TASKS:
**1)** In the Scythinus excerpt, rename "Epigrams" as "Verses" and give everything from "Stobaeus Physical Eclogues" down to "Alexandrina , p. 223." with that change.
**2)** Answer these questions from the Scythinus excerpt:
(a) What did the Megarians later dedicate to Apollo?
(b) According to the first footnote, whose father bore the same name?
(c) Where does the last footnote send the reader for the Iambic fragments of Chares?

EXCERPT:
::::

Athenaeus Doctors at Dinner [on the Cylicranes]


Iambi

On Nature

At a later time, however, the Megarians dedicated to Apollo a gold plectrum or quill for striking the lyre, because it would seem they gave heed to the words of Scythinus about that instrument,

which the beauteous Apollo attuneth unto Zeus comprising the beginning and end of every thing and hath for quill the bright light of the Sun.

Plutarch The Pythian Oracle:


“From the poem On Nature by Scythinus:

Time's first and last of all things unto men, Hath all things in 't, is one and not-one ever, Is here when past 'tis, past when it is here, Inside itself it is and thence to itself Runs counter,2 and what seems to-day, in sooth Is yesterday, and yesterday to-day.34

Stobaeus Physical Eclogues [on the nature of Time]


1 Anacreon's father bore the same name

2 lit. out of itself being inside itself it runs an opposite way to itself [ αὐτῷ = αὑτῷ and does double duty)

3 the Epigrams ascribed to S. in the Anthology (12.22 and 232) are certainly by a later hand

4 For the Iambic fragments of Chares, who, as possibly pre-Alexandrian, might be included in this book, see Powell Collectanea Alexandrina , p. 223.

::::

MATERIAL:
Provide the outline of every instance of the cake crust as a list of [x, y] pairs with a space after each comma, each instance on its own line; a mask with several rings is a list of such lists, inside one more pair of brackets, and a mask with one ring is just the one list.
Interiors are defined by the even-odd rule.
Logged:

::::

RESPONSE LIST:
**1)**
Stobaeus Physical Eclogues [on the nature of Time]


1 Anacreon's father bore the same name

2 lit. out of itself being inside itself it runs an opposite way to itself [ αὐτῷ = αὑτῷ and does double duty)

3 the Verses ascribed to S. in the Anthology (12.22 and 232) are certainly by a later hand

4 For the Iambic fragments of Chares, who, as possibly pre-Alexandrian, might be included in this book, see Powell Collectanea Alexandrina , p. 223.

**2)**
(a) A gold plectrum or quill for striking the lyre.
(b) Anacreon's father.
(c) To Powell, Collectanea Alexandrina, p. 223.